CONSIGNES
a) Résumez sous forme de liste le paragraphe de la critique qui commence par « Rarement a-t-on l’occasion », en gardant ses faits principaux.
b) Renvoyez, s’il vous plaît, le passage de la critique compris entre « Rarement a-t-on l’occasion » et « avoir un sens. », ces deux bornes incluses, sans rien y changer.

TEXTE À LIRE

Rarement a-t-on l’occasion de voir un film aussi délirant, aussi fou, aussi éclaté. Des gags outranciers très assumés côtoient des scènes d’action parfaitement réglées, des références cinématographiques sont magnifiquement intégrées au récit, et le montage, étourdissant, est mis au service d’une histoire complètement insensée qui, pourtant, finit par avoir un sens.

Everything Everywhere All at Once (Tout, partout, tout à la fois en version française) fait partie de ces expériences jubilatoires qui s’apprécient plus particulièrement sur grand écran, de préférence au cours d’une séance où l’on compte peu de sièges vides.

DONNÉES FOURNIES
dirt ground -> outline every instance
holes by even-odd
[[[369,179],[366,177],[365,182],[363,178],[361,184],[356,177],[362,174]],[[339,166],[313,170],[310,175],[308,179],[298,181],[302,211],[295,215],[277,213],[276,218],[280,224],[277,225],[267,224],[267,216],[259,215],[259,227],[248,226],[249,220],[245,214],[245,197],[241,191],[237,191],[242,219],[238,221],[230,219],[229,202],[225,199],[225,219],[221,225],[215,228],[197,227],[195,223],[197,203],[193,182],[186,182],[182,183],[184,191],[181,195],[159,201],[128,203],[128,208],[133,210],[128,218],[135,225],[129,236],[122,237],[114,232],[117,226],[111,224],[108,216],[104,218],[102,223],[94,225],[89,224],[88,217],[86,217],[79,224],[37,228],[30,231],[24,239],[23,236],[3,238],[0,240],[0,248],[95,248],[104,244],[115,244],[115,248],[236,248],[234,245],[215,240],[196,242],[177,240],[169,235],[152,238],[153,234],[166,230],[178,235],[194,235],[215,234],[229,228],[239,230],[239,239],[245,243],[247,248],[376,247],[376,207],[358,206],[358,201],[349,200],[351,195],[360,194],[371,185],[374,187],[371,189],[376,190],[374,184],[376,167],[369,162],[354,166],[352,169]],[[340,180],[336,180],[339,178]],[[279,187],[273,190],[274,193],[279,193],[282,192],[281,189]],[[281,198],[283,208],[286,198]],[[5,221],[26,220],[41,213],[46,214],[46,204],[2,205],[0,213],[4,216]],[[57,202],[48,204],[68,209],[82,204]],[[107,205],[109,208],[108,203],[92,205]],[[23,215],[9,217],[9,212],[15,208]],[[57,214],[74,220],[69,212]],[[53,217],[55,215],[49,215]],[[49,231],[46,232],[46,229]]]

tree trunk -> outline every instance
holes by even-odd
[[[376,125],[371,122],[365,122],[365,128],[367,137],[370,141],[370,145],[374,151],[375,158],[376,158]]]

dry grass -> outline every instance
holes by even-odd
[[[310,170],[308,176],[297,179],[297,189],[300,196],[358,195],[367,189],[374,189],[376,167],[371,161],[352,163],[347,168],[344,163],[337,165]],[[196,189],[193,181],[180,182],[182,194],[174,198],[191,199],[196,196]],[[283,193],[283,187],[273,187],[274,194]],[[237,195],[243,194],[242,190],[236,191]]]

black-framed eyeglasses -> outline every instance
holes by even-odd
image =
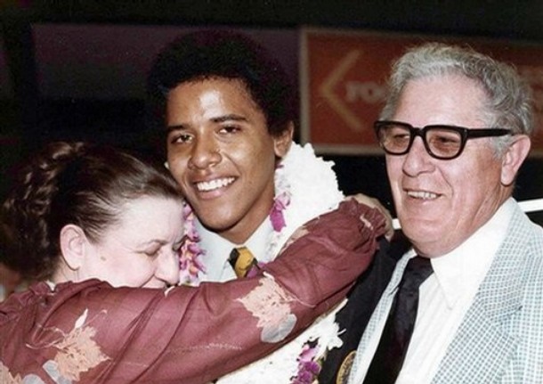
[[[504,136],[512,133],[504,128],[466,128],[442,124],[416,127],[393,120],[376,121],[374,128],[379,144],[386,153],[404,155],[411,149],[415,137],[420,136],[430,156],[445,160],[460,156],[468,139]]]

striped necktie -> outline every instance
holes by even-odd
[[[234,248],[228,261],[238,278],[254,276],[259,269],[256,258],[247,247]]]
[[[429,258],[417,256],[408,262],[364,384],[396,381],[415,328],[418,287],[433,272]]]

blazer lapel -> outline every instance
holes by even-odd
[[[515,355],[517,341],[508,325],[522,306],[527,220],[517,208],[433,383],[494,382]]]

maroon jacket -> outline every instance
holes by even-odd
[[[36,283],[0,305],[1,381],[208,382],[277,349],[338,303],[384,226],[376,209],[344,202],[306,225],[263,275],[199,288]]]

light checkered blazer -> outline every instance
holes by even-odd
[[[386,316],[408,258],[391,282],[362,336],[367,347],[377,321]],[[351,372],[353,382],[358,361]],[[520,208],[473,305],[441,362],[433,383],[543,383],[543,229]]]

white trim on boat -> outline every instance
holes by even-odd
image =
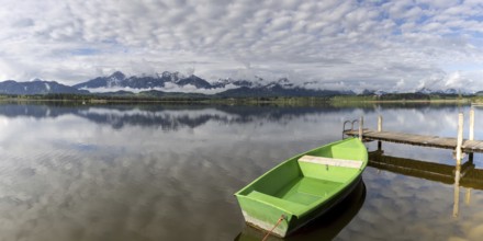
[[[323,157],[315,157],[308,154],[303,156],[302,158],[299,159],[299,161],[311,162],[316,164],[326,164],[333,167],[353,168],[353,169],[360,169],[363,164],[362,161],[357,161],[357,160],[323,158]]]

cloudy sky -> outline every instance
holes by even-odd
[[[483,89],[481,0],[0,0],[0,80],[179,71]]]

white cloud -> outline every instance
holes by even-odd
[[[435,73],[449,78],[454,66],[476,66],[464,76],[483,65],[479,1],[0,3],[2,79],[72,84],[112,70],[195,68],[213,80],[249,68],[261,77],[392,90],[401,79],[397,88],[409,89]]]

RÉPONSES PAR TÂCHE
a)
- Un film d’une folie et d’une extravagance rares.
- Des gags outranciers et assumés, mêlés à des scènes d’action parfaitement réglées.
- Des références cinématographiques magnifiquement intégrées au récit.
- Un montage étourdissant au service d’une histoire insensée qui finit pourtant par avoir un sens.

b)
Rarement a-t-on l’occasion de voir un film aussi délirant, aussi fou, aussi éclaté. Des gags outranciers très assumés côtoient des scènes d’action parfaitement réglées, des références cinématographiques sont magnifiquement intégrées au récit, et le montage, étourdissant, est mis au service d’une histoire complètement insensée qui, pourtant, finit par avoir un sens.